* Work required
Write out only the rows that open with the line containing "the tree, placing" and run through the end of the rows, both ends included and requests kept. Raise every coordinate in the answer points by 113, and leave the sample points in the requests unchanged.

* Photo-based point labeling data

====================

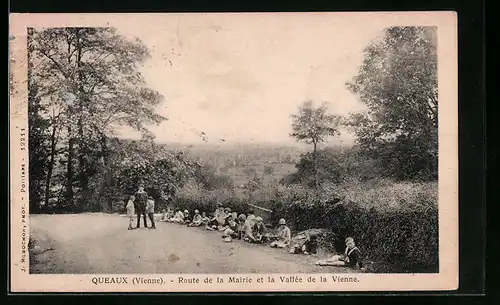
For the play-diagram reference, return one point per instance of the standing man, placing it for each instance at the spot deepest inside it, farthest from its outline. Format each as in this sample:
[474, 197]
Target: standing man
[141, 198]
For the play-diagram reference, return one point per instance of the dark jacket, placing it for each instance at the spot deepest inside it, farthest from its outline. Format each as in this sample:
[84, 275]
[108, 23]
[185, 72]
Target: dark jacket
[353, 257]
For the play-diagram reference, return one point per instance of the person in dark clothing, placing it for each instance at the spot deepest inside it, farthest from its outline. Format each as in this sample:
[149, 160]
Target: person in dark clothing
[351, 257]
[141, 198]
[150, 210]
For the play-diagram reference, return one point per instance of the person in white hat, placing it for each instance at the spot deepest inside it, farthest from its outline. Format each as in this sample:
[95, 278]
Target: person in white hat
[283, 235]
[131, 212]
[196, 219]
[258, 231]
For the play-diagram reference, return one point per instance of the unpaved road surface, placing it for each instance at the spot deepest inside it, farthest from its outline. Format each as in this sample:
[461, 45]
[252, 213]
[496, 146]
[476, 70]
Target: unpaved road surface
[100, 243]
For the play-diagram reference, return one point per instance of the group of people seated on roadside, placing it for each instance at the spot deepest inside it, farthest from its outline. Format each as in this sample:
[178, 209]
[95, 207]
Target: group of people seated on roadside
[252, 229]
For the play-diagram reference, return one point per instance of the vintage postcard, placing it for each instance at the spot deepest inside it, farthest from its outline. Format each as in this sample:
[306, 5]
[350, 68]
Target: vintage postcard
[233, 152]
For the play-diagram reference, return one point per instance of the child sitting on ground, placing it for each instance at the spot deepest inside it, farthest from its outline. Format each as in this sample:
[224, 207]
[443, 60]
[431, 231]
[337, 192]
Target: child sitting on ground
[241, 226]
[150, 210]
[205, 220]
[309, 247]
[230, 230]
[178, 217]
[283, 235]
[131, 212]
[187, 217]
[257, 233]
[196, 219]
[351, 257]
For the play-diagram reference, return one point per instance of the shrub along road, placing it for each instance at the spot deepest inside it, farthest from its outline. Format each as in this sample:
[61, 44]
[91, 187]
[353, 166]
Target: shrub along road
[100, 243]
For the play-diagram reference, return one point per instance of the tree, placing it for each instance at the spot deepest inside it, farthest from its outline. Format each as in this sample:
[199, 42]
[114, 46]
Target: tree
[91, 75]
[312, 126]
[398, 83]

====================

* Task answer
For the play-diagram reference, return one point per instance of the tree, placing it for each instance at the spot deepest inside it, farthest from its outline. Format each as in this sample:
[199, 42]
[114, 46]
Target: tree
[204, 188]
[425, 239]
[511, 196]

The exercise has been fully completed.